== Aim of the exercise ==
Your answer should be the records, copied exactly, with the pictures removed.
── Task input ──
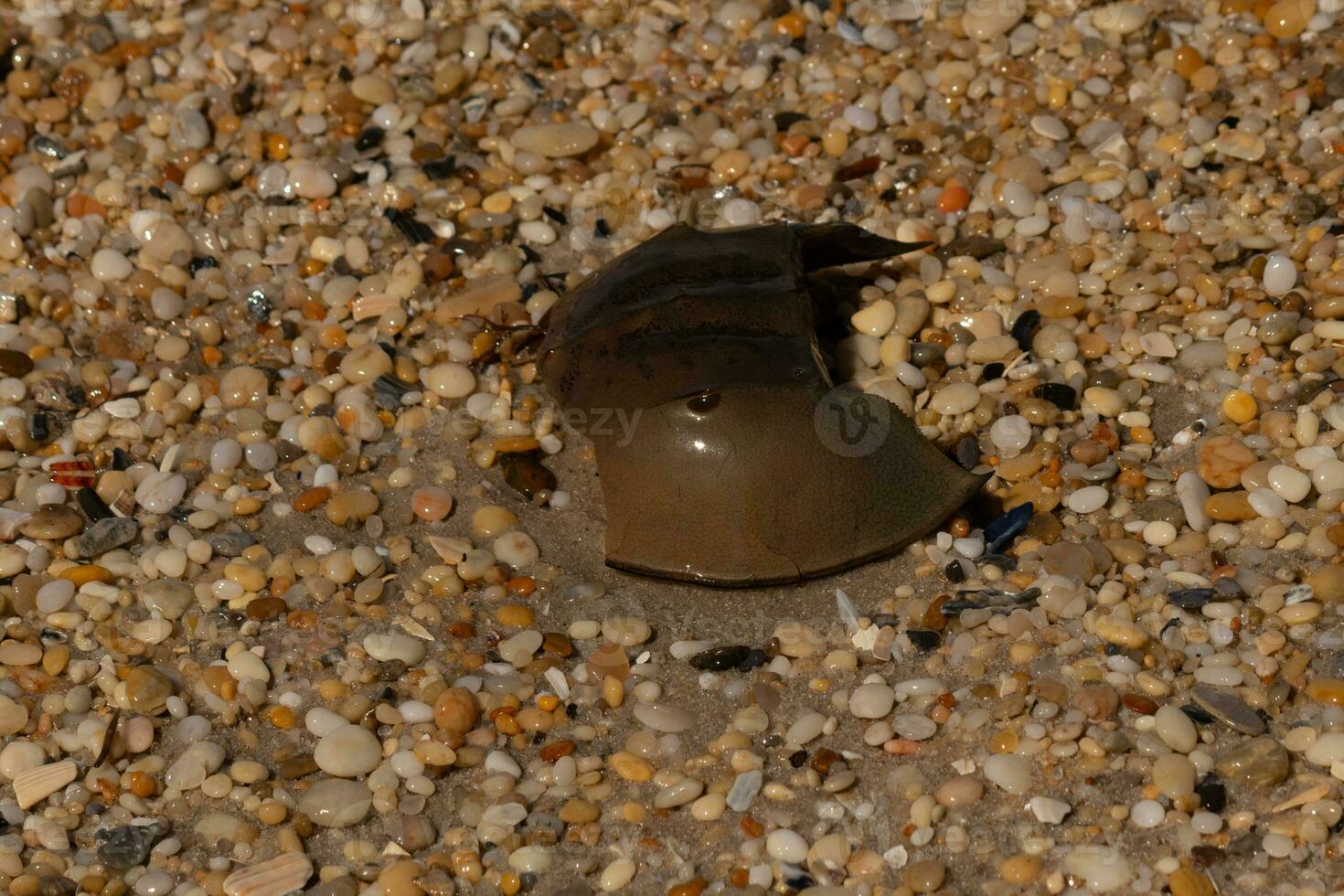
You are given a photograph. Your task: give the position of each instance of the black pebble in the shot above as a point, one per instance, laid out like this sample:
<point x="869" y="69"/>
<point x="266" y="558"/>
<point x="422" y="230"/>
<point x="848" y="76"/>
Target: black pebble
───
== Written solution ==
You are given a photograph. Your task: give the position of each instance of the black pebble in the shot above as a point, one per instance, laid out like this sample:
<point x="869" y="69"/>
<point x="266" y="558"/>
<point x="422" y="230"/>
<point x="848" y="76"/>
Target: black pebble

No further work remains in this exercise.